• **INPUT MATERIAL**:

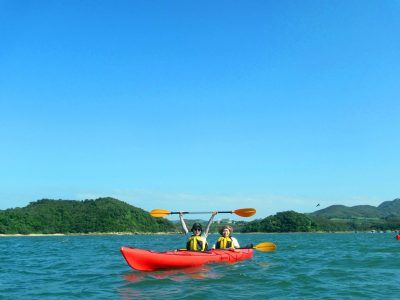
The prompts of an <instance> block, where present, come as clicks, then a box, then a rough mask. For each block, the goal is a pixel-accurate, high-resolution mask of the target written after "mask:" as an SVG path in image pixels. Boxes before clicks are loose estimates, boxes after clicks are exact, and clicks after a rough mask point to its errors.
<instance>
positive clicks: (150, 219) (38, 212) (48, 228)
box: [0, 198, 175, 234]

* * *

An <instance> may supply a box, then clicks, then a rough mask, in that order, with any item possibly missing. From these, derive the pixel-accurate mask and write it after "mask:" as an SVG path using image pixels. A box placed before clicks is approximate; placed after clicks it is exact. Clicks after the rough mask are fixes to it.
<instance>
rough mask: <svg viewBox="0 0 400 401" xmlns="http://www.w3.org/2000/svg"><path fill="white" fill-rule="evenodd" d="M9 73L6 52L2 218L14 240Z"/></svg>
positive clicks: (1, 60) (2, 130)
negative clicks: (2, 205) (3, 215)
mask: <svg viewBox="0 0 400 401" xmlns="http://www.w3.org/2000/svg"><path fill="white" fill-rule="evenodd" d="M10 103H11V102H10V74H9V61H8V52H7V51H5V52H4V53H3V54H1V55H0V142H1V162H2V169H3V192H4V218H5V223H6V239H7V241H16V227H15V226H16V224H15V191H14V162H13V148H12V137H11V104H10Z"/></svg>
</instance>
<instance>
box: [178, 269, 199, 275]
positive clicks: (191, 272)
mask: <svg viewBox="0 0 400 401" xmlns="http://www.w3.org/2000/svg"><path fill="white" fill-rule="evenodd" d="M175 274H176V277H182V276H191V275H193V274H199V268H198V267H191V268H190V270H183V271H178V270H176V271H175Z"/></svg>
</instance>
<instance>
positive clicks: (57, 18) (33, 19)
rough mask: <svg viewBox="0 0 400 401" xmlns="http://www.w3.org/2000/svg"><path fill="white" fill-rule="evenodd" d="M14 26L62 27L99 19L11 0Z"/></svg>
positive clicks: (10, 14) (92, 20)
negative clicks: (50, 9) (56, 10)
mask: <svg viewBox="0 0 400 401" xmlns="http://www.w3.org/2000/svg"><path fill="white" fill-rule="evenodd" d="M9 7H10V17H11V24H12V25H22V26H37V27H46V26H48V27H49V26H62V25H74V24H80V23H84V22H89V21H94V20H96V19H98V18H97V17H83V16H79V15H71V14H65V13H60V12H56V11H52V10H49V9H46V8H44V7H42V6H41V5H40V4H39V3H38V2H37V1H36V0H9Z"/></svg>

• **DIRECTIONS FOR THIS TASK**: Go through the entries above and copy each line with "image" in it.

• **RESPONSE BOX**:
The prompts of an <instance> block, where present, come as clicks, then a box, then a rough mask. For each block, the goal is a pixel-accurate, high-resolution mask of the target written after "mask:" as an SVG path in image pixels. Boxes before clicks are loose estimates, boxes after clicks are exact, and clicks after a rough mask point to its errors.
An <instance> may supply a box, then clicks, then a rough mask, in that order, with any item possibly missing. From these, derive the pixel-accurate mask and write it after "mask:" as an SVG path using image pixels. A box placed before clicks is approximate; placed after clicks it is exact. Clicks after the rough mask are fixes to it.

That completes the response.